_What needs to be done_.
Answer these questions using the DeepSpeed bug report below.
1. Which DeepSpeed version is in use, and how was it installed?
2. According to the reporter, what happened to the weights when DeepSpeed was removed?
3. How many GPUs does the command ask for, and what learning rate does it set?

_Extract to read_.
►

[Deepspeed][initialization] pegasus: unable to load/init the weights

sajastu commented 3 years ago

Environment info

transformers version: 4.9.0.dev0
Platform: Ubuntu
Python version: 3.8
PyTorch version (GPU?): Y
Using GPU in script?: Y
Using distributed or parallel set-up in script?: Y - Deepspeed version: deepspeed 0.4.1 (installed with pip)

@stas00,

Information

I'm trying to fine-tuned pegasus-large model using deepspeed with multi-gpu. It seems that deepspeed is unable to initialize the weights in the beginning. While, I removed deepspeed and weights seem to be properly initialized. I'm hesitating if this is a bug with deepspeed library. Details are given below.

The command:

deepspeed --num_gpus=8 examples/pytorch/summarization/run_summarization.py \
    --model_name_or_path google/pegasus-large \
    --do_train \
    --do_eval \
    --do_predict \
    --output_dir /home/code-base/user_space/saved_models/pegasus/reddit-xsum-1024-tuned/ \
    --per_device_train_batch_size=2 \
    --per_device_eval_batch_size=4  \
    --learning_rate 3e-5 \
    --weight_decay 0.01 \
    --adam_beta2 0.98 \
    --num_train_epochs 10 \
    --overwrite_output_dir \
    --predict_with_generate \
    --evaluation_strategy steps  --eval_steps 1000 --save_steps 1000 --warmup_steps 10000 \
    --text_column document \
    --summary_column summary \
    --train_file $DS_BASE_DIR_P/train.json \
    --validation_file $DS_BASE_DIR_P/validation.json \
    --test_file $DS_BASE_DIR_P/test.json \
    --deepspeed ds_config.json

Error message:

...

◄

_Data segment_.
►

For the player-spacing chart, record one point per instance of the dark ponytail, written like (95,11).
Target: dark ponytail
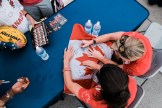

◄

_Complete output_.
1. DeepSpeed 0.4.1, installed with pip.
2. The weights seemed to be properly initialized.
3. It asks for 8 GPUs and sets a learning rate of 3e-5.